Edit the listing below by changing "bush" to "shrub" and leaving every other line as it is.

:: Extracted data ::
^^^^^^^^

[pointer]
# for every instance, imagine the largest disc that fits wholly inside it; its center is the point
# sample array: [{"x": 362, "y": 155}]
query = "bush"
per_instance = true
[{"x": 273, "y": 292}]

^^^^^^^^

:: Full solution ::
[pointer]
# for every instance, imagine the largest disc that fits wholly inside it; its center is the point
# sample array: [{"x": 362, "y": 155}]
query = "shrub"
per_instance = true
[{"x": 273, "y": 292}]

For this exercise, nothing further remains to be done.